== PAGE TEXT ==

On Friday, 15 July 2016 at 17:25:23 UTC, cy wrote:
On Monday, 20 June 2016 at 16:39:54 UTC, Marc Schütz wrote:
Untested:
Seems to only work if A and B are both defined in the same file
as Foos (defeating the purpose). Putting A and B in a.d and b.d
respectively gives me these errors:
a.d(2): Error: undefined identifier 'Foos'
a.d(2): Error: mixin a.A.Foos!() is not defined
b.d(2): Error: undefined identifier 'Foos'
b.d(2): Error: mixin b.B.Foos!() is not defined
I also tried switching it around, like
// b.d
import foos Foos;
class B {
mixin Foos;
}
but that of course gives the error:
foos.d(4): Error: undefined identifier 'A'
b.d(3): Error: mixin b.B.Foos!() error instantiating
since you can't do a static if(typeof(this) == A) without
importing A from a somehow. (you can do else static
if(typeof(this) == B) without importing B though, since it does
the branch for A first)

===
== DATASET ROWS ==

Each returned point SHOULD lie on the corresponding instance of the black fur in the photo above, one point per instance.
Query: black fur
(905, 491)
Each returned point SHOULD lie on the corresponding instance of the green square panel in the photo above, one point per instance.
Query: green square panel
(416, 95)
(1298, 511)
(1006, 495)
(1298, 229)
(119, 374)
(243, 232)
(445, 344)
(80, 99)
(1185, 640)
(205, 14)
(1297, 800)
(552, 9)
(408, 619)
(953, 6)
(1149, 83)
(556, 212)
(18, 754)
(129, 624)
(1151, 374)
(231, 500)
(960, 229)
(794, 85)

===

WHAT THIS EXERCISE ASKS:
1) In the forum post about the Foos mixin, which files were classes A and B moved into?
2) List every compiler error line that the forum post about the Foos mixin quotes.
3) Please write the next part of the forum post about the Foos mixin, picking up after its final sentence.

RESULTS:
1) A went into a.d and B went into b.d.

2)
a.d(2): Error: undefined identifier 'Foos'
a.d(2): Error: mixin a.A.Foos!() is not defined
b.d(2): Error: undefined identifier 'Foos'
b.d(2): Error: mixin b.B.Foos!() is not defined
foos.d(4): Error: undefined identifier 'A'
b.d(3): Error: mixin b.B.Foos!() error instantiating

3)
I think a mixin here is just required, because you can't use an
identifier before it's defined, even at compile time. Honestly,
I have yet to find a use for mixin templates.
It works if you add forward declarations for the classes:
import a, b;
class A;
class B;
mixin template Foos() {
static if(is(typeof(this) == A))
void foo() { /* implementation for A */ }
static if(is(typeof(this) == B))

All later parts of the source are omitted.